*** Records shown ***

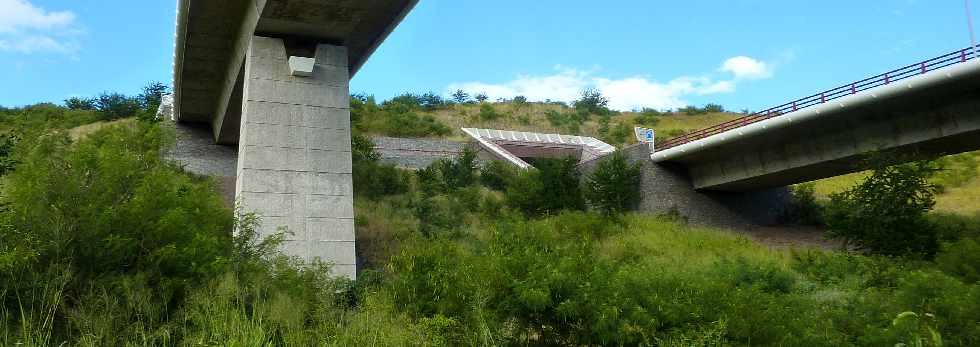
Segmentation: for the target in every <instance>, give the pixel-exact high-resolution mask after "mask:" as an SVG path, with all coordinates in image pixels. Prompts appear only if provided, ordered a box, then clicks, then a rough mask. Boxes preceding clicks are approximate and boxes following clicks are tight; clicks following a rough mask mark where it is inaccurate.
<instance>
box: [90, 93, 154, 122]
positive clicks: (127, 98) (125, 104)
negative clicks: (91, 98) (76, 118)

*** End of Records shown ***

_Goal of the exercise_
Please change every "clicks" in the records to "points" and write them out again with nothing else altered. Leave out the pictures.

_Response to this task_
Segmentation: for the target in every <instance>, give the pixel-exact high-resolution mask after "mask:" as an SVG path, with all coordinates in image pixels. Prompts appear only if provided, ordered a box, then points, then a rough mask. Boxes preceding points are approximate and boxes following points are tight; points following a rough mask mark where it is inaccurate.
<instance>
box: [90, 93, 154, 122]
positive points: (127, 98) (125, 104)
negative points: (91, 98) (76, 118)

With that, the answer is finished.